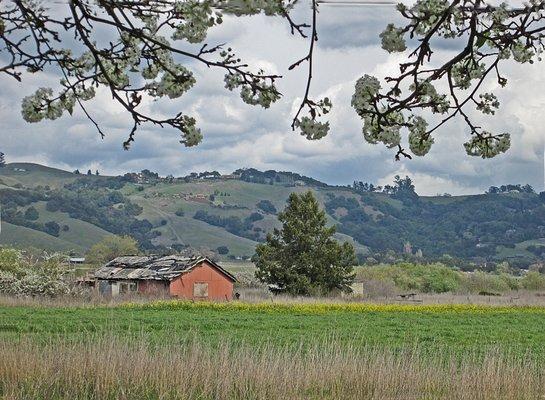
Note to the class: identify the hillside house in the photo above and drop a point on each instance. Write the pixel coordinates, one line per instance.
(196, 278)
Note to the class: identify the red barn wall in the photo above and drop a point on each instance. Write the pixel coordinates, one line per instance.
(153, 288)
(220, 287)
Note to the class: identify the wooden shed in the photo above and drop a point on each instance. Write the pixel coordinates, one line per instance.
(197, 278)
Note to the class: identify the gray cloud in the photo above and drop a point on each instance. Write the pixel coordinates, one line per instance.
(238, 135)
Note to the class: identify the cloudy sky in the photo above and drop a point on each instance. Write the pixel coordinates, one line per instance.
(237, 135)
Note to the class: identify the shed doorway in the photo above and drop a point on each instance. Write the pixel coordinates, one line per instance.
(200, 290)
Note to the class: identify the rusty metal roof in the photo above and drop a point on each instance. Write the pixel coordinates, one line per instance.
(152, 267)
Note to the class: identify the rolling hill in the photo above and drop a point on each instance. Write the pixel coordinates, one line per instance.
(209, 211)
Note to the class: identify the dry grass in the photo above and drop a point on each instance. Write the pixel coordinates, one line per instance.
(260, 295)
(111, 369)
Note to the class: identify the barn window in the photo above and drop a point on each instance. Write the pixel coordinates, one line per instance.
(200, 289)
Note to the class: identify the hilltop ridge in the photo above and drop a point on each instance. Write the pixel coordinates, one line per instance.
(230, 214)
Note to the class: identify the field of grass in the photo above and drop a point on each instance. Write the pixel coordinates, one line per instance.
(21, 237)
(35, 175)
(462, 329)
(122, 370)
(304, 350)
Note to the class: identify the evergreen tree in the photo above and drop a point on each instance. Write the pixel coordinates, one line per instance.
(303, 258)
(31, 214)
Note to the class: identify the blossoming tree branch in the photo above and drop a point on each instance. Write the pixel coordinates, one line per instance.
(146, 56)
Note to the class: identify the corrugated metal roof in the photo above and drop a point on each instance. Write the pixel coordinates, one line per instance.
(152, 267)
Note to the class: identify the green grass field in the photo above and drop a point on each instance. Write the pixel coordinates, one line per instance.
(460, 329)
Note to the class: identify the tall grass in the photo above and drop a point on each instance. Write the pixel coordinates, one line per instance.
(114, 369)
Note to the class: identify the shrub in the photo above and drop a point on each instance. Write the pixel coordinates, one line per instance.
(31, 214)
(28, 277)
(432, 278)
(223, 250)
(483, 282)
(533, 281)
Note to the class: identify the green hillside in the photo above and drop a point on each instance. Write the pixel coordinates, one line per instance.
(31, 175)
(207, 212)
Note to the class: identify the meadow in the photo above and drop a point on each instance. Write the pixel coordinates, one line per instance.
(462, 329)
(271, 350)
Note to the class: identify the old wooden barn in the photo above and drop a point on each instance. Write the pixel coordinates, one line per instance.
(197, 278)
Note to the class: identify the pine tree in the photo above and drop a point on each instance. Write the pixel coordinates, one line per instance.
(303, 258)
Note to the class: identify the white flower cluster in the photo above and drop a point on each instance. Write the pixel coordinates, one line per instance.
(251, 7)
(427, 94)
(466, 71)
(488, 103)
(174, 82)
(363, 101)
(312, 129)
(419, 141)
(392, 39)
(428, 12)
(488, 145)
(522, 53)
(387, 132)
(367, 87)
(198, 18)
(500, 14)
(191, 135)
(41, 104)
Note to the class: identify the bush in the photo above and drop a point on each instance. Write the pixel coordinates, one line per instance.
(483, 282)
(52, 228)
(11, 260)
(31, 214)
(533, 281)
(27, 277)
(432, 278)
(266, 206)
(223, 250)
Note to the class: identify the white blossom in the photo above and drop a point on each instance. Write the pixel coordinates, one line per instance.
(487, 145)
(419, 141)
(392, 39)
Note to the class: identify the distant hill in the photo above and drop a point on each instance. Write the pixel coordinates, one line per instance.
(211, 211)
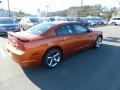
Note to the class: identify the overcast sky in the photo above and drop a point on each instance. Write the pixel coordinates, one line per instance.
(31, 6)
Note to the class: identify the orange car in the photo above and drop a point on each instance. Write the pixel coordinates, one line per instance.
(48, 43)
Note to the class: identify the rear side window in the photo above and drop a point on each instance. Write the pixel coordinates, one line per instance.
(64, 30)
(80, 29)
(40, 28)
(118, 18)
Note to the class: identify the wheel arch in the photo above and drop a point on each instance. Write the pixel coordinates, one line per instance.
(58, 47)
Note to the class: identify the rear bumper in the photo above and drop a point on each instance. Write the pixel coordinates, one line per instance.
(22, 58)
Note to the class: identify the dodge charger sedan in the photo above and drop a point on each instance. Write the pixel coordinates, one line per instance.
(8, 24)
(48, 43)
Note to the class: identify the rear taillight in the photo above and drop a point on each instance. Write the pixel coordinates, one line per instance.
(19, 45)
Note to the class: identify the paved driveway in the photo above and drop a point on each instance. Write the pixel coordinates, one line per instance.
(93, 69)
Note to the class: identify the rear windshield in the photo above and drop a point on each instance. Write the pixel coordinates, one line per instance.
(6, 21)
(34, 20)
(40, 28)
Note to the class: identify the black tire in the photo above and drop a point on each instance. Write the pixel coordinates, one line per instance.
(98, 42)
(52, 58)
(113, 23)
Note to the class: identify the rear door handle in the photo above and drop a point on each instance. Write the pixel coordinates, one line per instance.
(63, 39)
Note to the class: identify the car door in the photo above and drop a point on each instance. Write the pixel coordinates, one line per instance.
(82, 35)
(67, 38)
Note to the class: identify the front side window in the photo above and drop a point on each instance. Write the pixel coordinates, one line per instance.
(79, 29)
(40, 28)
(64, 30)
(34, 20)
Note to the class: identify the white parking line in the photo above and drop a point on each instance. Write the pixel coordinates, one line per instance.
(2, 52)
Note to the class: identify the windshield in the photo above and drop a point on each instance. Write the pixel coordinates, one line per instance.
(6, 21)
(40, 28)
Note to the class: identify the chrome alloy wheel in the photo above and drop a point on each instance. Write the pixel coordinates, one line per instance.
(98, 42)
(53, 58)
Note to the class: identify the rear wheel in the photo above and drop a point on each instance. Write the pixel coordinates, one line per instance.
(52, 57)
(113, 23)
(98, 42)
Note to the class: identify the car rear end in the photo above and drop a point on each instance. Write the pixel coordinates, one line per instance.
(20, 52)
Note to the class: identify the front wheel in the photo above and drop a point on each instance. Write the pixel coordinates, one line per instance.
(98, 42)
(52, 58)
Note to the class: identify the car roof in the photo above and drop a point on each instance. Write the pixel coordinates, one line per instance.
(5, 17)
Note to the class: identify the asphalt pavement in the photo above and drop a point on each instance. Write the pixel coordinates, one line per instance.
(93, 69)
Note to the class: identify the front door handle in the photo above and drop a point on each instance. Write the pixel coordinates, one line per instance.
(63, 39)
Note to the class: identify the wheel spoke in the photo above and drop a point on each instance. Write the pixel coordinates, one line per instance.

Required work:
Verbatim reproduction of every record is required; images are left out.

Task solution:
Note to the class: identify the hillside house in the photo above and drop a point on each instance. Write the pixel coordinates, one line per instance.
(196, 278)
Note to the class: identify the red barn wall in the photo above and drop a point on each instance. Write the pixel coordinates, one line per instance.
(153, 288)
(220, 287)
Note to the class: identify the wooden shed in the photo above and drop a point on each instance. Write the pixel coordinates, one line per instance.
(197, 278)
Note to the class: identify the gray cloud in the photo above and drop a point on each instance. Write the pixel coordinates, one line per instance.
(238, 135)
Note to the class: identify the cloudy sky in the photo above and drop a point on each instance. Write the pixel coordinates, one line per instance.
(237, 135)
Note to the class: identify the shed doorway in the photo above and drop a point on each instance. Write the pixel coordinates, one line per instance.
(200, 290)
Note to the class: identify the rusty metal roof in the photo above and drop a point on each instance. Write the pixel coordinates, one line per instance.
(152, 267)
Note to the class: identify the rolling hill in the photo above and drop a point on each instance. Write the pixel coordinates, one line per instance.
(209, 211)
Note to the class: identify the dry grass in the photo above and drop a point on each instance. Write the pixel coordinates, one line per instance.
(260, 295)
(111, 369)
Note to the class: identify the barn window in the photo above and drop a point on each instance. Write the pixel coordinates, one line per instance.
(200, 289)
Note to the class: identify the hilltop ridge in the photo above and drop a point on each instance. Write the pixel coordinates, one line per instance.
(230, 214)
Note to the class: identify the field of grass in the photo above and drop a point on each instance. Write the pixel coordinates, one line per instance.
(21, 237)
(35, 175)
(462, 329)
(122, 370)
(304, 350)
Note to the class: identify the evergreen tree in the photo above and drop a point on each instance. Write the pixel coordinates, one line per instance.
(303, 258)
(31, 214)
Note to the class: identify the blossoming tree branch in the photo above and drop a point on each instance. Write the pixel coordinates, one line per instance.
(146, 56)
Note to the class: identify the corrugated metal roof in the photo above and drop a point on each instance. Write the pixel coordinates, one line per instance.
(152, 267)
Note to the class: identify the green grass field in the photo above and drop a point on each instance. Write the pixel coordinates, one line per instance.
(460, 329)
Note to the class: identify the tall grass in the photo above and drop a point on each instance. Write the pixel coordinates, one line per instance.
(114, 369)
Note to the class: identify the shrub in the photo above and drop a point on each instance. Write the pixel coordinates, one line per instance.
(31, 214)
(28, 277)
(432, 278)
(223, 250)
(483, 282)
(533, 281)
Note to the class: identify the green hillside in the photo above and drop a point on each instance. Write the pixel coordinates, one line per instance.
(31, 175)
(207, 212)
Note to the class: identify the meadow in the photo above and drop a point on each instance. Write the pixel coordinates, one line per instance.
(462, 329)
(271, 350)
Note to the class: identify the old wooden barn in the photo above and drop a point on each instance. Write the pixel coordinates, one line per instance.
(197, 278)
Note to the class: identify the pine tree in the photo above and drop a point on each instance. Write the pixel coordinates, one line per instance.
(303, 258)
Note to the class: identify the white flower cluster in the photo above and drop a point on each instance. Write the pixel coordinates, one line per instance.
(251, 7)
(427, 94)
(466, 71)
(488, 103)
(174, 82)
(363, 101)
(312, 129)
(419, 141)
(392, 39)
(428, 12)
(488, 145)
(522, 53)
(387, 132)
(367, 87)
(198, 18)
(500, 14)
(191, 135)
(41, 104)
Note to the class: identify the bush in the photo above and drop a point on each instance. Write the pixel coordinates, one line per instance.
(483, 282)
(52, 228)
(11, 260)
(31, 214)
(533, 281)
(27, 277)
(432, 278)
(266, 206)
(223, 250)
Note to the class: identify the white blossom in the photo above and drop a point on each instance. Write the pixel coordinates, one line per instance.
(487, 145)
(419, 141)
(392, 39)
Note to the class: identify the distant hill in the photo above and drop a point on each instance. Write the pixel coordinates, one line per instance.
(211, 211)
Note to the class: identify the overcast sky in the photo above and drop a point on each instance. Write the pixel coordinates, one line per instance.
(31, 6)
Note to the class: identify the orange car in the photo above and drop a point on each instance. Write the pixel coordinates, one line per instance.
(48, 43)
Note to the class: identify the rear side window in the photo above and drop a point on each instance. Write the pixel coordinates, one line per instance.
(64, 30)
(80, 29)
(40, 28)
(118, 18)
Note to the class: identify the wheel arch in the photo above and drop a point on each instance. Write the pixel coordinates, one line per instance.
(58, 47)
Note to the class: identify the rear bumper in the photo above and drop a point on each instance. Write the pixel coordinates, one line per instance.
(22, 58)
Note to the class: identify the dodge charger sedan in the photo above and drop a point on each instance. Write the pixel coordinates, one line per instance.
(8, 24)
(48, 43)
Note to the class: identify the rear taillight in the photo above and drop a point on each instance. Write the pixel coordinates, one line per instance.
(19, 45)
Note to the class: identify the paved driveway in the photo above and drop a point on each instance. Write the pixel coordinates, one line per instance.
(93, 69)
Note to the class: identify the rear windshield in the photo above and drop a point on each instance. Write the pixel coordinates, one line per instance.
(6, 21)
(34, 20)
(40, 28)
Note to the class: identify the black tire in the photo above and drop a point on each instance. Write the pixel coordinates, one line per instance.
(98, 42)
(52, 58)
(113, 23)
Note to the class: identify the rear door handle in the photo above and drop a point on each instance. Write the pixel coordinates, one line per instance.
(63, 39)
Note to the class: identify the car door in the photo above and drop a point on each instance. Write the pixel coordinates, one line per instance.
(82, 35)
(67, 38)
Note to the class: identify the front side window in the photo above and drop a point on each instance. Write the pixel coordinates, one line per instance.
(79, 29)
(40, 28)
(64, 30)
(34, 20)
Note to the class: identify the white parking line in the photo above and drop a point on each instance. Write the pixel coordinates, one line per instance.
(2, 52)
Note to the class: identify the windshield in the photo above and drop a point on each instance. Write the pixel coordinates, one line per instance.
(6, 21)
(40, 28)
Note to the class: identify the chrome alloy wheel in the photo above and drop a point on each instance. Write the pixel coordinates, one line per instance.
(98, 42)
(53, 58)
Note to the class: identify the rear wheel in the photo above and drop a point on each instance. Write the pixel coordinates, one line per instance.
(52, 57)
(113, 23)
(98, 42)
Note to the class: identify the car rear end in the photo above and drop a point on each instance. Write the pixel coordinates, one line per instance.
(20, 52)
Note to the class: identify the front wheel in the photo above and drop a point on each instance. Write the pixel coordinates, one line per instance.
(98, 42)
(52, 58)
Note to the class: identify the car roof in the photo above and drop a point on each instance. Write the pixel coordinates, one line per instance.
(5, 17)
Note to the class: identify the asphalt pavement in the photo above and drop a point on each instance. Write the pixel coordinates, one line per instance.
(93, 69)
Note to the class: identify the front door handle in the photo above and drop a point on each instance. Write the pixel coordinates, one line per instance.
(63, 39)
Note to the class: identify the wheel spoke in the photo above and drop a point on each instance. Write the pixel coordinates, one line per instance.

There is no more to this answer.